Data Udienza: 08/01/2015

RITENUTO IN FATTO

1.

Con sentenza del Tribunale di Modica in composizione monocratica in
data 13.07.2010, Giardina Concetta veniva riconosciuta colpevole del
reato di cui all’art. 483, comma 1 cod. pen. (capo B) e condannata alla
pena di mesi uno di reclusione, oltre alle spese processuali e a quelle

della costituita parte civile Cerruto Maria, da liquidarsi in separato
giudizio; pena che veniva interamente condonata. Con la medesima
sentenza, Giardina Concetta veniva assolta dal reato di cui all’art. 643
cod. pen. (capo A), per insussistenza del fatto.
2.

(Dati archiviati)
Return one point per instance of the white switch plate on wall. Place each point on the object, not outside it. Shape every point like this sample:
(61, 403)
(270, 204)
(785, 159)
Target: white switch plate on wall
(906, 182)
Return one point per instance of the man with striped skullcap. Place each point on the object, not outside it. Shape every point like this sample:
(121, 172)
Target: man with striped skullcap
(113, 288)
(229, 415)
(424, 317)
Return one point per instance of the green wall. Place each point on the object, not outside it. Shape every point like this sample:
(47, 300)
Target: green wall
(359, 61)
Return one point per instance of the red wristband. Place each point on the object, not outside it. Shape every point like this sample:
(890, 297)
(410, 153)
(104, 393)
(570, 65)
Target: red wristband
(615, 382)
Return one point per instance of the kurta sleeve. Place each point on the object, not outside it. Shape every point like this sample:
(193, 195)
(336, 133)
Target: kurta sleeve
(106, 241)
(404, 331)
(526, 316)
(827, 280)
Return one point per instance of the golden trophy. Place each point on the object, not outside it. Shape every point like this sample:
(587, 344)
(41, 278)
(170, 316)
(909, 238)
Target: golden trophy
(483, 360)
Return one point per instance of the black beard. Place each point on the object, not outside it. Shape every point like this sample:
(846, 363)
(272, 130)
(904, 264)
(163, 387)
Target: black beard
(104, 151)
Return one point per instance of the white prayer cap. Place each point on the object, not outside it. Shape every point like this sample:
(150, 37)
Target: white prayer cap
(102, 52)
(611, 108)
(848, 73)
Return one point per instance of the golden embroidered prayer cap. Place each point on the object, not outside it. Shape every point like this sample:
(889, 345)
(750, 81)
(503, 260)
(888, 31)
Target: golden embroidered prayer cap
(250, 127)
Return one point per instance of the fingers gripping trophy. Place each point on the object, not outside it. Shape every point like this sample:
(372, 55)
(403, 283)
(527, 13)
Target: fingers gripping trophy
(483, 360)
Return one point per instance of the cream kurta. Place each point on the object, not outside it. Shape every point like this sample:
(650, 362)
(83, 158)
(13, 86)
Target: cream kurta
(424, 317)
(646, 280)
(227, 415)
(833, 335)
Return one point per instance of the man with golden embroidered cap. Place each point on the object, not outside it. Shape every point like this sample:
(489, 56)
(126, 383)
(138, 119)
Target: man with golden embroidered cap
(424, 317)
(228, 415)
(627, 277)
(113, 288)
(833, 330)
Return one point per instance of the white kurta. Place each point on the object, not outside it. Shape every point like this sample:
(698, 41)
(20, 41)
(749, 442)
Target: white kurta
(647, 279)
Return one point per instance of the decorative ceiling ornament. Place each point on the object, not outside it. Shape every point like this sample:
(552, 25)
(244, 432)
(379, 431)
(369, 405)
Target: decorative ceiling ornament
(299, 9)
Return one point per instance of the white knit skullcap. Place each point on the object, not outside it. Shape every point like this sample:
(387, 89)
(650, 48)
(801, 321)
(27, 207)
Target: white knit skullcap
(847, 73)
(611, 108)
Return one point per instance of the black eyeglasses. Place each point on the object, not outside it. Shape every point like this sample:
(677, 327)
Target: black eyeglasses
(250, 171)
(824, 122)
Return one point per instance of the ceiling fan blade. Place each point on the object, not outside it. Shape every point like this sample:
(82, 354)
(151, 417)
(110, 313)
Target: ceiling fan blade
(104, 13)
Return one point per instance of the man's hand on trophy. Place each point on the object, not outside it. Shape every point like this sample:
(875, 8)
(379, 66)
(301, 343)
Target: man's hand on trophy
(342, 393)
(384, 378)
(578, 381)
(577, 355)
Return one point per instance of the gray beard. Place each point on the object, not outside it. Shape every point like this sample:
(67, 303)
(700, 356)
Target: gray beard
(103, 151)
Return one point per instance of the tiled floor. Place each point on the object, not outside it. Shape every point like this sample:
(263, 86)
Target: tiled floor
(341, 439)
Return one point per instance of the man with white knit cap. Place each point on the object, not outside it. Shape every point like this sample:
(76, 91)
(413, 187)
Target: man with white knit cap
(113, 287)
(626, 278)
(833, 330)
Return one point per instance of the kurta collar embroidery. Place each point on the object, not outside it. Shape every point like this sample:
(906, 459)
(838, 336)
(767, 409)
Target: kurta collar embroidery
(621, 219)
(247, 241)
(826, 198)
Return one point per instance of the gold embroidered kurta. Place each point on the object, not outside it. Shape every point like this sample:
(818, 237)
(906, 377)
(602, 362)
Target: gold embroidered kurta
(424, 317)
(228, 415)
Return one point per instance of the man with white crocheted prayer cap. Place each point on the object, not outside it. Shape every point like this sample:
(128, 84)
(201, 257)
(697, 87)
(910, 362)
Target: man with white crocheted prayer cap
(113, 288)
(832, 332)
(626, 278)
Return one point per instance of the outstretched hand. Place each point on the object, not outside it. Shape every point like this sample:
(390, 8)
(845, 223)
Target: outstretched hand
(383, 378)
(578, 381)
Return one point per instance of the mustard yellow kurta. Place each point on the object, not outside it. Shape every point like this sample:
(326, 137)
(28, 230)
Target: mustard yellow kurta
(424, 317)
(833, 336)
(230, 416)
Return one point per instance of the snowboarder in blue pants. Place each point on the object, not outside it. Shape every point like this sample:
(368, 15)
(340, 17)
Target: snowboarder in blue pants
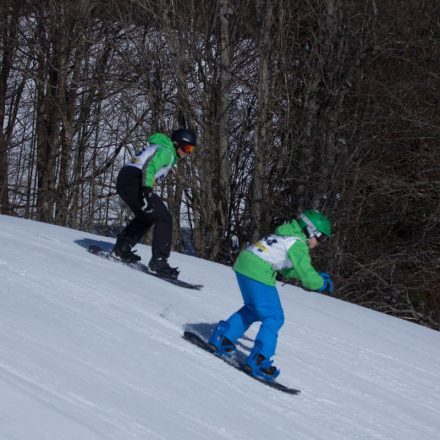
(287, 252)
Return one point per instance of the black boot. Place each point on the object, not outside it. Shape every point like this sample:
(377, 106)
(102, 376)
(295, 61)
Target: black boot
(122, 250)
(160, 266)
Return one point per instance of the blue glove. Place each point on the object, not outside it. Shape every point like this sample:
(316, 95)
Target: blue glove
(328, 283)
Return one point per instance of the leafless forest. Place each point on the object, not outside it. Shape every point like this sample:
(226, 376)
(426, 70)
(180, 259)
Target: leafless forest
(330, 104)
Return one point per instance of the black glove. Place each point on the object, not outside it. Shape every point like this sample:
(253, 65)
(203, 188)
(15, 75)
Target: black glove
(147, 200)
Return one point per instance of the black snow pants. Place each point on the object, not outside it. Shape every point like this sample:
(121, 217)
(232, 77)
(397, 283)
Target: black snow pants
(129, 188)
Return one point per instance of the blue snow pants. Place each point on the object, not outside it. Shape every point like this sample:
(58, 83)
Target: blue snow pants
(261, 303)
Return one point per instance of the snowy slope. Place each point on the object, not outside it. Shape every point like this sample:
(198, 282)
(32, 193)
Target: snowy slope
(91, 349)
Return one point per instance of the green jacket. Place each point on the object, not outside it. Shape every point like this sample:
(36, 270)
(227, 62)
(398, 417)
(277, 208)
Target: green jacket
(156, 159)
(285, 252)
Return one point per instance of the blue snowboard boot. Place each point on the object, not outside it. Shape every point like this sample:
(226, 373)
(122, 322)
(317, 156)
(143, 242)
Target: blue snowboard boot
(258, 366)
(219, 343)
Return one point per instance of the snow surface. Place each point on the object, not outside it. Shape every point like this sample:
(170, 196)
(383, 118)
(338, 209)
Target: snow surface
(92, 349)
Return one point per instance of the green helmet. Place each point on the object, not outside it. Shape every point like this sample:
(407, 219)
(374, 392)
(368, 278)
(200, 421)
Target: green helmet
(314, 223)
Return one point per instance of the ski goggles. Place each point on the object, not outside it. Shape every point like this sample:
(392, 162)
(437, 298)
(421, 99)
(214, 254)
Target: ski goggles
(187, 148)
(311, 229)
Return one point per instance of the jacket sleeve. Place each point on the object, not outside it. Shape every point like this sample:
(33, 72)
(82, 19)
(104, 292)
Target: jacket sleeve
(160, 159)
(302, 267)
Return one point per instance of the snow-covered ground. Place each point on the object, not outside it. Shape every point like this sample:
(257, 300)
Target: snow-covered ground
(91, 349)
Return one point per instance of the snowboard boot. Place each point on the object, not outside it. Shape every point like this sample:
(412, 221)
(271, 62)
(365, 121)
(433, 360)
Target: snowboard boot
(259, 366)
(122, 250)
(160, 266)
(219, 343)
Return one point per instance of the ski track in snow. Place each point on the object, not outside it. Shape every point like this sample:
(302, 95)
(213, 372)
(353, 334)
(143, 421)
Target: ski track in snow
(92, 349)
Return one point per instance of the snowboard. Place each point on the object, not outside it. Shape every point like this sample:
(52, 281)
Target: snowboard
(97, 250)
(195, 339)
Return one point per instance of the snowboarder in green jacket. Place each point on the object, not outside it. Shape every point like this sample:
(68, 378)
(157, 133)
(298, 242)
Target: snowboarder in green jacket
(135, 185)
(286, 252)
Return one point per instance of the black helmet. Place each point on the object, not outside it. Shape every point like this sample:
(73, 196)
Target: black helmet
(183, 136)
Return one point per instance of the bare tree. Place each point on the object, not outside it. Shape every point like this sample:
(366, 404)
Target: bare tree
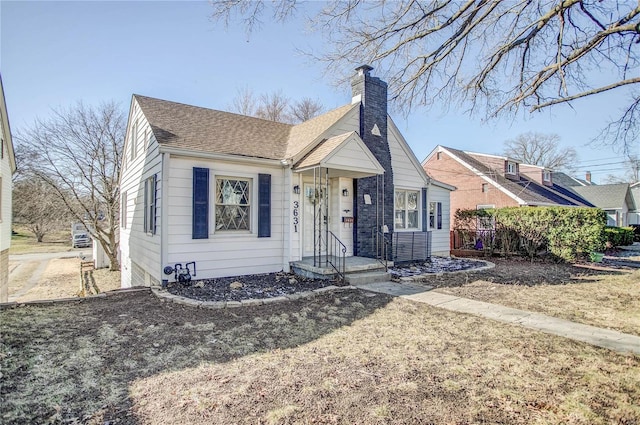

• Sfida 1: Nell'estratto della sentenza, a quale pena di reclusione viene condannata Giardina Concetta?
• Sfida 2: Ricopia dall'estratto della sentenza il passo compreso tra "RITENUTO IN FATTO" e "insussistenza del fatto.", estremi inclusi.
Le righe sono materiale a parte, distinto dall'estratto della sentenza.

• Risposta completa 1: A un mese di reclusione.

• Risposta completa 2:
RITENUTO IN FATTO

1.

Con sentenza del Tribunale di Modica in composizione monocratica in
data 13.07.2010, Giardina Concetta veniva riconosciuta colpevole del
reato di cui all’art. 483, comma 1 cod. pen. (capo B) e condannata alla
pena di mesi uno di reclusione, oltre alle spese processuali e a quelle

della costituita parte civile Cerruto Maria, da liquidarsi in separato
giudizio; pena che veniva interamente condonata. Con la medesima
sentenza, Giardina Concetta veniva assolta dal reato di cui all’art. 643
cod. pen. (capo A), per insussistenza del fatto.